** EXCERPTED TEXT **
--- Start ---

# Count publications in the IDR

This notebook uses the IDR OMERO.web API to fetch the top-level study metadata for all published studies, and fetches Pubmed metadata for each study that contains a Pubmed ID.

This is used to show the journals and number of studies associated with that journal in the IDR.

In [1]:
from collections import Counter
import requests
try:
    from tqdm import tqdm
except ImportError:
    tqdm = iter

IDR_BASE_URL = "https://idr.openmicroscopy.org"
INDEX_PAGE = f"{IDR_BASE_URL}/webclient/?experimenter=-1"
MAP_URL = '{base}/webclient/api/annotations/?type=map&{type}={id}'
PUBMED_URL = 'https://eutils.ncbi.nlm.nih.gov/entrez/eutils/esummary.fcgi?db=pubmed&id={pubmedid}&retmode=json'

OMERO.web uses a default session backend authentication
scheme to authenticate.
First create a HTTP session using the
[`requests`](http://docs.python-requests.org/en/master/) library:

In [2]:
session = requests.Session()
request = requests.Request('GET', INDEX_PAGE)
prepped = session.prepare_request(request)
response = session.send(prepped)
response.raise_for_status()

Get all studies (projects and screens)

In [3]:
screens = session.get(f'{IDR_BASE_URL}/api/v0/m/screens/').json()
projects = session.get(f'{IDR_BASE_URL}/api/v0/m/projects/').json()
print(f"Found {screens['meta']['totalCount']} screens {projects['meta']['totalCount']} projects")
assert (screens['meta']['totalCount'] <= screens['meta']['limit']), 'Paging required'
assert (projects['meta']['totalCount'] <= projects['meta']['limit']), 'Paging required'

studies = {
    'screen': screens['data'],
    'project': projects['data'],
}

Found 61 screens 58 projects


Get study map annotations, we're interested in the PubMed IDs

In [4]:
study_pubmedids = {}

for (study_type, container) in studies.items():
    for c in container:
        url = MAP_URL.format(base=IDR_BASE_URL,type=study_type, id=c['@id'])

--- End ---

** SUPPLIED RECORDS **
--- Start ---

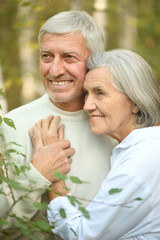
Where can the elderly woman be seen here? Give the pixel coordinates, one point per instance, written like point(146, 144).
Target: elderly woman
point(122, 101)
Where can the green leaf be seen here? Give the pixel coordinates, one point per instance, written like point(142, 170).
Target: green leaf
point(1, 92)
point(73, 200)
point(62, 212)
point(85, 212)
point(16, 170)
point(74, 232)
point(1, 120)
point(43, 225)
point(115, 190)
point(9, 122)
point(60, 176)
point(138, 199)
point(76, 180)
point(3, 221)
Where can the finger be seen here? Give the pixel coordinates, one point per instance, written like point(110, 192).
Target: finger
point(64, 144)
point(35, 136)
point(69, 152)
point(39, 124)
point(61, 132)
point(46, 123)
point(70, 160)
point(54, 124)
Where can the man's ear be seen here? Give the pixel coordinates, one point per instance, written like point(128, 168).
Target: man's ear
point(135, 109)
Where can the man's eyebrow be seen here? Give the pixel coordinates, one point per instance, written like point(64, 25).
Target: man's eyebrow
point(44, 50)
point(72, 52)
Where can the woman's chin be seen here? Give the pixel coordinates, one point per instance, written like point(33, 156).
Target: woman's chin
point(96, 131)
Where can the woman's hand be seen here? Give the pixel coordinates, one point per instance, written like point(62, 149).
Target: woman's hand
point(51, 152)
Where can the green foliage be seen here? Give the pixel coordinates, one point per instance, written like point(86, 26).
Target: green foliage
point(60, 176)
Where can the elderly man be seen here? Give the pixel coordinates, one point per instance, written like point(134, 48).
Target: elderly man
point(65, 40)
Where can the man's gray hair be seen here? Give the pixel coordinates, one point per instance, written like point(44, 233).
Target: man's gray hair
point(133, 76)
point(71, 22)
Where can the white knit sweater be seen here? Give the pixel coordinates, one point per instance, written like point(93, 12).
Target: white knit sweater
point(90, 162)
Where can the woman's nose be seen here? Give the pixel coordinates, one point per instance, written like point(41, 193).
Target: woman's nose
point(89, 105)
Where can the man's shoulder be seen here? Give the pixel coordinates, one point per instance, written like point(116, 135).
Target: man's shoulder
point(28, 109)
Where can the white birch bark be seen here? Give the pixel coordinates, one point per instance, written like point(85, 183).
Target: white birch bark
point(27, 56)
point(129, 33)
point(3, 100)
point(100, 15)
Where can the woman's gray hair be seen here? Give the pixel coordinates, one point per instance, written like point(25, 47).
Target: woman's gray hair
point(133, 76)
point(71, 22)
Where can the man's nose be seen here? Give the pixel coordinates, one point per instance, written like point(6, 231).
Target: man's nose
point(57, 68)
point(89, 104)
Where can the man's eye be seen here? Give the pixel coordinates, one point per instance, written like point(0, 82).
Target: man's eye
point(46, 57)
point(99, 92)
point(69, 56)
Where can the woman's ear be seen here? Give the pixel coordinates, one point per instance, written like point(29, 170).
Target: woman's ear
point(135, 109)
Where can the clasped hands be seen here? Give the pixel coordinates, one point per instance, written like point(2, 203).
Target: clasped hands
point(51, 152)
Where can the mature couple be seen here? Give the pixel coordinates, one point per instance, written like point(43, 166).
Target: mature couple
point(123, 104)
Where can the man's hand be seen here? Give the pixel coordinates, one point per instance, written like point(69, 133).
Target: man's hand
point(51, 152)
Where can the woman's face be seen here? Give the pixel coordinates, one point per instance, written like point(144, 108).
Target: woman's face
point(111, 112)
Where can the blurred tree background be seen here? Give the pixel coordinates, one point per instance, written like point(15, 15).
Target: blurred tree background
point(130, 24)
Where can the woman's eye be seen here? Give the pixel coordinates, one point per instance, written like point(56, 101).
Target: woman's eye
point(69, 56)
point(99, 92)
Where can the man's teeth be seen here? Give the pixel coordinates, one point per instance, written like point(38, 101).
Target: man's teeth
point(61, 83)
point(97, 117)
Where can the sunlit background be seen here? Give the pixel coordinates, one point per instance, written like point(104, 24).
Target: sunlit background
point(129, 24)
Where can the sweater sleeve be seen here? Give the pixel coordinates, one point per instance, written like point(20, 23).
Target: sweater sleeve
point(111, 215)
point(18, 198)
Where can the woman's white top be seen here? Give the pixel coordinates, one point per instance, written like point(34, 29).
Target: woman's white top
point(133, 213)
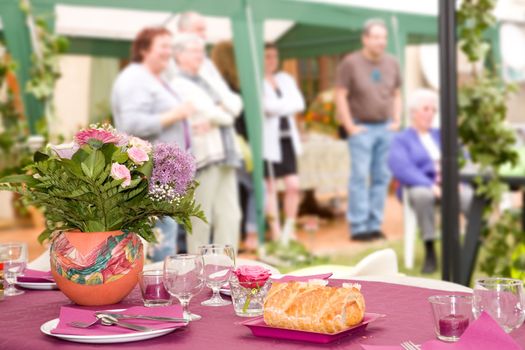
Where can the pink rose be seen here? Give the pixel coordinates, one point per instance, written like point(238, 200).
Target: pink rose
point(252, 276)
point(119, 172)
point(138, 155)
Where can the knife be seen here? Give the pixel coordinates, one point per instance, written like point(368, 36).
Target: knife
point(143, 317)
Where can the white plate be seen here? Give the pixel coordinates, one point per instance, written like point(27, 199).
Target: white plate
point(38, 285)
point(47, 327)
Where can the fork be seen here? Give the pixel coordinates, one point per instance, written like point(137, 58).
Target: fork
point(408, 345)
point(79, 324)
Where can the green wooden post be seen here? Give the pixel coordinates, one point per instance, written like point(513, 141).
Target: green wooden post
point(18, 44)
point(247, 39)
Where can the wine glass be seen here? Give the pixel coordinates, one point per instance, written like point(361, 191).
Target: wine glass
point(501, 298)
point(14, 258)
point(183, 278)
point(219, 260)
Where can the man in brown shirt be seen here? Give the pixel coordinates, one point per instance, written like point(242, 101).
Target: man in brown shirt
point(368, 102)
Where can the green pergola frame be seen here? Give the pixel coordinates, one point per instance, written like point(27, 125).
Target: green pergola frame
point(247, 19)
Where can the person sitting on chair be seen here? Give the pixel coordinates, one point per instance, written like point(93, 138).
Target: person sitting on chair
point(414, 160)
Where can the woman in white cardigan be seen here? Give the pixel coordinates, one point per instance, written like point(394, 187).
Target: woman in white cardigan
point(212, 143)
point(282, 145)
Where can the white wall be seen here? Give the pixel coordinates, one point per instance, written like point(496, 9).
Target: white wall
point(72, 95)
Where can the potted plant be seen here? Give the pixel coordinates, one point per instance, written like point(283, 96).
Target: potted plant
point(101, 193)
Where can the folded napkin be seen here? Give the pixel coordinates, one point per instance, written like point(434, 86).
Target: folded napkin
point(73, 313)
point(289, 278)
point(36, 276)
point(482, 334)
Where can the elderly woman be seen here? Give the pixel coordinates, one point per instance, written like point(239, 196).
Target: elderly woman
point(414, 160)
point(213, 145)
point(144, 106)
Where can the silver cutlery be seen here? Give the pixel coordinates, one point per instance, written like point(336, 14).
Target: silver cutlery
point(78, 324)
point(112, 321)
point(408, 345)
point(143, 317)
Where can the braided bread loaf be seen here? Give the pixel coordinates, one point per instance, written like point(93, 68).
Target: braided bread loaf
point(313, 306)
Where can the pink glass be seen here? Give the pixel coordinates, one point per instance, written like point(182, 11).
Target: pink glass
point(452, 315)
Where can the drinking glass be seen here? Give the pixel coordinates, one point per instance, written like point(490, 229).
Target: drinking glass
point(14, 258)
point(502, 299)
point(219, 260)
point(152, 287)
point(184, 278)
point(452, 314)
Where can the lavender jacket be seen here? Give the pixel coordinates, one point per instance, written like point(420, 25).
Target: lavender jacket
point(409, 161)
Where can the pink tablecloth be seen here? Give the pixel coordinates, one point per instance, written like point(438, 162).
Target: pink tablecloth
point(408, 317)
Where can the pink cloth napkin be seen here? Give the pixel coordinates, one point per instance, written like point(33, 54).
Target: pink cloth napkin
point(72, 313)
point(482, 334)
point(36, 276)
point(289, 278)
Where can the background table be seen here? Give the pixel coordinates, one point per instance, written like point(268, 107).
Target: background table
point(408, 317)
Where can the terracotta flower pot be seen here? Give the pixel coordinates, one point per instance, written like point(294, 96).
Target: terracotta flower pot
point(96, 268)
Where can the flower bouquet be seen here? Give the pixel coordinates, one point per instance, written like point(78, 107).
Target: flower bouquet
point(249, 286)
point(99, 194)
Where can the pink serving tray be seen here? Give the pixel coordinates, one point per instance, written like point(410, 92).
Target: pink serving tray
point(261, 329)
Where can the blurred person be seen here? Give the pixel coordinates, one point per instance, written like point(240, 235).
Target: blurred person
point(282, 100)
point(368, 101)
point(192, 22)
point(145, 106)
point(213, 145)
point(224, 59)
point(414, 160)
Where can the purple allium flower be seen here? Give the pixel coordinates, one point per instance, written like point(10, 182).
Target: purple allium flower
point(173, 168)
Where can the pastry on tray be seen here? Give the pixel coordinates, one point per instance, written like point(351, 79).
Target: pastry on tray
point(313, 306)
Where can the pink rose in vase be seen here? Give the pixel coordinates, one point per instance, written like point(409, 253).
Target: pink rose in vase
point(252, 276)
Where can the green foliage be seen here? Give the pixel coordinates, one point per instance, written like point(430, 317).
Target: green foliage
point(14, 150)
point(482, 113)
point(45, 62)
point(505, 253)
point(81, 194)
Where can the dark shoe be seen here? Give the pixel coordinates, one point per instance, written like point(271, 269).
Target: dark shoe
point(363, 237)
point(378, 235)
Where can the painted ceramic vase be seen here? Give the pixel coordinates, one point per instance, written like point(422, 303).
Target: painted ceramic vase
point(96, 268)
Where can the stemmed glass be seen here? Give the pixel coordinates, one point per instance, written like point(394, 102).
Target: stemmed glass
point(14, 258)
point(183, 278)
point(219, 260)
point(501, 298)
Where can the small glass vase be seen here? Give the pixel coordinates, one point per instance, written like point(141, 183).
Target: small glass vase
point(248, 302)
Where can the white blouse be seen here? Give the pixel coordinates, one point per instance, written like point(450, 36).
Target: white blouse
point(286, 105)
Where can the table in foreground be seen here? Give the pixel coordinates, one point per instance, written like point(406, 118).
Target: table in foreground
point(408, 317)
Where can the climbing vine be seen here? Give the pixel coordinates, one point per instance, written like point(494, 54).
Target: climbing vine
point(482, 112)
point(47, 47)
point(14, 153)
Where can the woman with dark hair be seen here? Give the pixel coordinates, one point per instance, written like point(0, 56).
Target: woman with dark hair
point(282, 100)
point(145, 106)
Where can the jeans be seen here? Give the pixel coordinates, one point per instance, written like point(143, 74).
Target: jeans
point(166, 235)
point(369, 177)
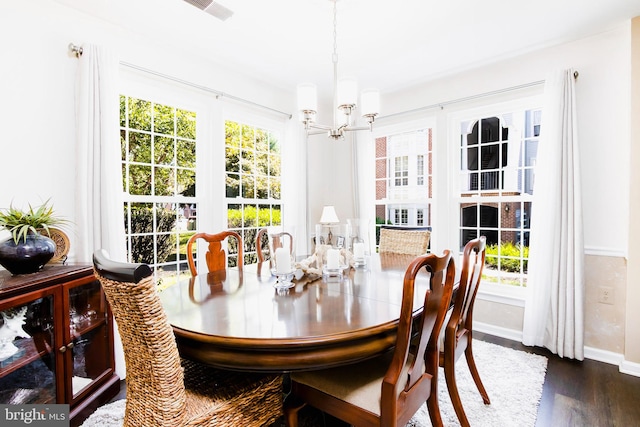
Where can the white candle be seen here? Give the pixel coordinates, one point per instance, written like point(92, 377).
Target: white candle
point(283, 261)
point(333, 259)
point(358, 250)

--- End ---

** TASKS AND EXERCISES **
a) Shift every point coordinate in the answers by adding 46, and give the records again, requests included, beginning at the line that has "Where can the jeans" and going through the end of the records. Leave the picture markers out.
b) Finish out the next part of the notebook on counting IDR publications, continuing from where it stops.

** OUTPUTS FOR THE TASKS **
a)
Where can the jeans be seen here? Give the pixel coordinates, one point per instance, written like point(143, 74).
Target: jeans
point(212, 281)
point(415, 223)
Where can the white candle be seen here? Give the pixel coordinates, one point per instance, written like point(92, 377).
Target: white candle
point(329, 307)
point(379, 305)
point(404, 296)

b)
        annotations = session.get(url).json()['annotations']
        for a in annotations:
            if a['ns'] == 'idr.openmicroscopy.org/study/info':
                m = dict(a['values'])
                name = c['Name'].split('/')[0]
                try:
                    pubmedid = m['PubMed ID'].split()[0]
                    if study_pubmedids.get(name, None):
                        assert study_pubmedids[name] == pubmedid
                    else:
                        study_pubmedids[name] = pubmedid                        
                except KeyError:
                    study_pubmedids[name] = None
                break

In [5]:
missing = []
for (name, pid) in sorted(study_pubmedids.items()):
    if study_pubmedids[name]:
        print(name, pid)
    else:
        missing.append(name)

if missing:
    print('\nNo PubmedID found for:\n\t' + '\n\t'.join(missing))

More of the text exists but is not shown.